**Document**
Imagine, for instance, that you share a video with two friends and each of them shares it with two new friends. If that process continues then the number of new people viewing the video would follow the pattern:

[ 1, 2, 4, 8, 16, 32, 64, \dotsc ]

Notice that these numbers are doubling. One doubles to get two, two doubles to get four, four doubles to get eight, and so on. This type of increase is one example of exponential growth.

If the numbers were to consistently triple, for example $1, 3, 9, 27, \dotsc$, or quadruple like $1,\thinspace 4,\thinspace 16,\thinspace 64,\thinspace \dotsc$, that would also be considered exponential growth.

Nuclear Reactions

A nuclear reaction begins when a small particle, called a neutron, crashes into an atom and splits it in half. When that atom splits it releases more neutrons. Those neutrons crash into other atoms and cause them to split as well.

[Lines of data]
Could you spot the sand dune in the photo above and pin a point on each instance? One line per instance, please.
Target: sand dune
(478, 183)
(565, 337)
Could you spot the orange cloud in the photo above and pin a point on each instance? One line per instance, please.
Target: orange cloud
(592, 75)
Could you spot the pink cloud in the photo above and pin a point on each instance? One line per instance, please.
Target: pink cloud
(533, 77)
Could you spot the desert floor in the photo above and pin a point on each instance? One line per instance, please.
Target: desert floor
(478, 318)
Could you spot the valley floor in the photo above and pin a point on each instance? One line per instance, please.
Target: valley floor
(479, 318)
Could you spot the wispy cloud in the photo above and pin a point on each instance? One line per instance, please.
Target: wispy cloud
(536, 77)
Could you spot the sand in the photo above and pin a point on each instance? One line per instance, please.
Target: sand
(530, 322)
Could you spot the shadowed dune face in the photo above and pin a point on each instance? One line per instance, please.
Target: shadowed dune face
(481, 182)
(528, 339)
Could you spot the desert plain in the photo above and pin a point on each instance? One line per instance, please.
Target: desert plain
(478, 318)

**Jobs**
1. Extract everything from "Notice that these" down to "of exponential growth." in the passage on exponential growth.
2. List every number in the doubling pattern that the passage on exponential growth gives in brackets.
3. Continue the passage on exponential growth from where it stops.

**Responses**
1.
Notice that these numbers are doubling. One doubles to get two, two doubles to get four, four doubles to get eight, and so on. This type of increase is one example of exponential growth.

2. 1, 2, 4, 8, 16, 32, 64

3.
If each atom that splits causes two more atoms to split, then the number of reactions would follow the pattern:

[ 1, 2, 4, 8, 16, 32, 64, \dotsc ]

Notice that these numbers are doubling. One doubles to get two, two doubles to get four, four doubles to get eight, and so on. This type of increase is one example of exponential growth.

If the numbers were to consistently triple, for example $1, 3, 9, 27, \dotsc$ or quadruple like $1,\thinspace 4,\thinspace 16,\thinspace 64,\thinspace \dotsc$, that would also be considered exponential growth.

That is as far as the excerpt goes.